Document excerpt.
----

And humans? Let's cut to the chase. If we consider human behavior -- especially human social behavior, for example, the details of the origin and process and outcome of the First World War -- anyone who thinks they can explain those details with the theory of evolution has -- to use Wade's idiom again -- their knickers twisted.
One may as well propose explanations of the First World War using quantum mechanics. Sure, the electrons and quanta and vibrations were there, but try using them to explain the battles at Ypres.
Or try the relatively simple problem of explaining the social change in America from 1958 to 1968, a meager ten years that saw American society nearly turned upside down. Can the change be explained in detail by Darwinian evolutionary theory? Was the change produced by "natural selection" operating during that ten-year period?
The intellectual difficulty is that human social behavior is like an opera. Evolution provides the floorboards, but the arias, the drama, the story are most directly understood in terms of culture and history -- not in terms of Darwinian evolution. The emotions in the audience created by a scene on a movie screen are most directly understood in terms of culture and history -- not in terms of quantum mechanics and its elaborations that produced the images. The emotions produced by music cannot be understood in terms of the physics of the mechanical vibrations of musical instruments -- especially not the changes in such emotions from one generation to the next.

----

Work instruction.
Do these statements agree with the passage on evolution and human behavior? Answer yes or no for each, quoting the deciding words of the passage.
1. The passage describes 1958 to 1968 as ten years in which American society was nearly turned upside down.
2. The passage says evolution provides the arias of the opera.
3. The passage says the emotions produced by music can be understood through the physics of instrument vibrations.

Dataset entries:
----

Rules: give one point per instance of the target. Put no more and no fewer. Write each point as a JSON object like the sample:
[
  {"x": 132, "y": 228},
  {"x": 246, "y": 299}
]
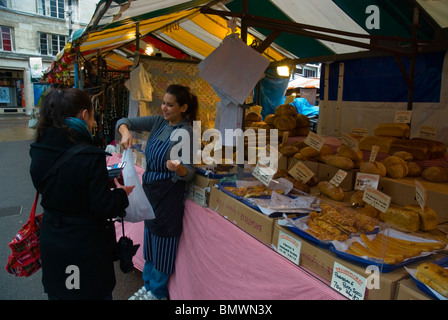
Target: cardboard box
[
  {"x": 320, "y": 261},
  {"x": 198, "y": 189},
  {"x": 402, "y": 192},
  {"x": 408, "y": 290},
  {"x": 327, "y": 172},
  {"x": 251, "y": 221}
]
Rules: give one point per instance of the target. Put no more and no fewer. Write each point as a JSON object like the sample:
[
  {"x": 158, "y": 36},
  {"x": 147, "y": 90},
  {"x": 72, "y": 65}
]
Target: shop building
[{"x": 33, "y": 32}]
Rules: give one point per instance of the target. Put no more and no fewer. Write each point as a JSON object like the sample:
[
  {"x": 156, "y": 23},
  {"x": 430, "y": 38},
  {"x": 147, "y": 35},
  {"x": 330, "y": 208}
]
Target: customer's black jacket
[{"x": 77, "y": 201}]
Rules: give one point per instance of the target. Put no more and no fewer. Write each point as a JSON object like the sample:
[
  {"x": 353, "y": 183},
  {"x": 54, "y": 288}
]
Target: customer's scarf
[{"x": 79, "y": 125}]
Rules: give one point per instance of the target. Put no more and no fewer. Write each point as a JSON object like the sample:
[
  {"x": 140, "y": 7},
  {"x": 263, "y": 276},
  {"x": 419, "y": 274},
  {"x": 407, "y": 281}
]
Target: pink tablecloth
[{"x": 218, "y": 261}]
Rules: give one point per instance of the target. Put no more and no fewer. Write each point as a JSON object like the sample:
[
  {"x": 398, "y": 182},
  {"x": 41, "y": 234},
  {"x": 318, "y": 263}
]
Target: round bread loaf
[
  {"x": 286, "y": 110},
  {"x": 285, "y": 122}
]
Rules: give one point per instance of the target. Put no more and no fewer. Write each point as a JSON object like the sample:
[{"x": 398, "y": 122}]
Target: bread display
[
  {"x": 433, "y": 276},
  {"x": 421, "y": 149},
  {"x": 331, "y": 191},
  {"x": 435, "y": 174},
  {"x": 428, "y": 217},
  {"x": 373, "y": 168},
  {"x": 401, "y": 130},
  {"x": 401, "y": 219},
  {"x": 339, "y": 162},
  {"x": 366, "y": 143},
  {"x": 285, "y": 122},
  {"x": 347, "y": 152},
  {"x": 285, "y": 110},
  {"x": 396, "y": 167}
]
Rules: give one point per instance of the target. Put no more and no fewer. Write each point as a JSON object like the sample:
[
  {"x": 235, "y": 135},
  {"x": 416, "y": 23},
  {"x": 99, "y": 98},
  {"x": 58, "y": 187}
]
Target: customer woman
[
  {"x": 75, "y": 242},
  {"x": 164, "y": 185}
]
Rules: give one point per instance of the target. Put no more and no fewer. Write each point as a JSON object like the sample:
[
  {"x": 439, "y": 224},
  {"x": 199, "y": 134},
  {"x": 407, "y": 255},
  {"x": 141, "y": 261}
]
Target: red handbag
[{"x": 25, "y": 257}]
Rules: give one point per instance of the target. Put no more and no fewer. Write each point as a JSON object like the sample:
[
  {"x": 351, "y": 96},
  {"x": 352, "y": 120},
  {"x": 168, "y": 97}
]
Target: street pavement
[{"x": 16, "y": 199}]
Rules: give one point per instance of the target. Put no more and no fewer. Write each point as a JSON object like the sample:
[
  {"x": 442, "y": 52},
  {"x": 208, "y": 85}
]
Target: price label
[
  {"x": 403, "y": 116},
  {"x": 315, "y": 141},
  {"x": 373, "y": 153},
  {"x": 350, "y": 142},
  {"x": 348, "y": 283},
  {"x": 376, "y": 199},
  {"x": 301, "y": 172},
  {"x": 420, "y": 194},
  {"x": 289, "y": 247},
  {"x": 263, "y": 173},
  {"x": 427, "y": 132},
  {"x": 366, "y": 179},
  {"x": 338, "y": 177},
  {"x": 359, "y": 132}
]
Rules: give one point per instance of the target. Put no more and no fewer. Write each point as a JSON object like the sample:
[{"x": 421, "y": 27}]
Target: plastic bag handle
[{"x": 33, "y": 209}]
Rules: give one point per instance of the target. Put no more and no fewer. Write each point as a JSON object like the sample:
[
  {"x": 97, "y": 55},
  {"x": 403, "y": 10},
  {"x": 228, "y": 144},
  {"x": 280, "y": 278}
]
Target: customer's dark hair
[
  {"x": 59, "y": 104},
  {"x": 185, "y": 96}
]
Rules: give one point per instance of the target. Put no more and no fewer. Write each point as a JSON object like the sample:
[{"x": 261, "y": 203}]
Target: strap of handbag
[{"x": 67, "y": 154}]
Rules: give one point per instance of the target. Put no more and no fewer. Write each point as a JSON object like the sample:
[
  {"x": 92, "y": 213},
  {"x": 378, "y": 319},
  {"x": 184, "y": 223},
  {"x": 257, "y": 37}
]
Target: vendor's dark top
[{"x": 77, "y": 202}]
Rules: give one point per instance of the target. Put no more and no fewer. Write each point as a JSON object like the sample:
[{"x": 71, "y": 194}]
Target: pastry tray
[{"x": 443, "y": 262}]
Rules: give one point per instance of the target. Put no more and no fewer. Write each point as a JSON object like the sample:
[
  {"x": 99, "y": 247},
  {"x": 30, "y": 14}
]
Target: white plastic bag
[{"x": 139, "y": 208}]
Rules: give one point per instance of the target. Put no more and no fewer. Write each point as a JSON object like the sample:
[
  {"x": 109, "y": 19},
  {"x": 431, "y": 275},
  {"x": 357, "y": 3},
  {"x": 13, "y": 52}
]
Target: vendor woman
[{"x": 164, "y": 184}]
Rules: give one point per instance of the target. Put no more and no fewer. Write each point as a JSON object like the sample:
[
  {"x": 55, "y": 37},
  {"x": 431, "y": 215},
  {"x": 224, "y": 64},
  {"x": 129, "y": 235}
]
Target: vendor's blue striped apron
[{"x": 160, "y": 250}]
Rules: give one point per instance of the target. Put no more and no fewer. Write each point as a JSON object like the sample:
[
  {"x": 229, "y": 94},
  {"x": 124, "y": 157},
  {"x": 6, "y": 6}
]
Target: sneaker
[
  {"x": 139, "y": 294},
  {"x": 150, "y": 296}
]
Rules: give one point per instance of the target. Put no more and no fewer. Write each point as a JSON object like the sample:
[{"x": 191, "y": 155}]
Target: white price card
[
  {"x": 338, "y": 177},
  {"x": 315, "y": 141},
  {"x": 301, "y": 172},
  {"x": 420, "y": 194},
  {"x": 427, "y": 132},
  {"x": 289, "y": 247},
  {"x": 403, "y": 116},
  {"x": 350, "y": 142},
  {"x": 366, "y": 179},
  {"x": 263, "y": 173},
  {"x": 348, "y": 283},
  {"x": 376, "y": 199}
]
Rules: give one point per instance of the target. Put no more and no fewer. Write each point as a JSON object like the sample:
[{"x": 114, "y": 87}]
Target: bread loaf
[
  {"x": 428, "y": 217},
  {"x": 339, "y": 162},
  {"x": 396, "y": 167},
  {"x": 302, "y": 120},
  {"x": 345, "y": 151},
  {"x": 330, "y": 190},
  {"x": 286, "y": 110},
  {"x": 383, "y": 143},
  {"x": 373, "y": 168},
  {"x": 285, "y": 122},
  {"x": 433, "y": 276},
  {"x": 435, "y": 174},
  {"x": 401, "y": 219},
  {"x": 401, "y": 130}
]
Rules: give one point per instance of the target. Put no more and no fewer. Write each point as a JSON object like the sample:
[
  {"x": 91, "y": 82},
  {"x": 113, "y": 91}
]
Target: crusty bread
[
  {"x": 401, "y": 219},
  {"x": 401, "y": 130},
  {"x": 428, "y": 217},
  {"x": 433, "y": 276},
  {"x": 383, "y": 143}
]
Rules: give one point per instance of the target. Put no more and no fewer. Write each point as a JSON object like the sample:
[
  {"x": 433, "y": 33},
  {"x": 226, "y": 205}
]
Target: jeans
[{"x": 155, "y": 281}]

----

Solved problem.
1. Yes: "a meager ten years that saw American society nearly turned upside down"
2. No: "Evolution provides the floorboards, but the arias, the drama, the story are most directly understood in terms of culture and history"
3. No: "The emotions produced by music cannot be understood in terms of the physics of the mechanical vibrations of musical instruments"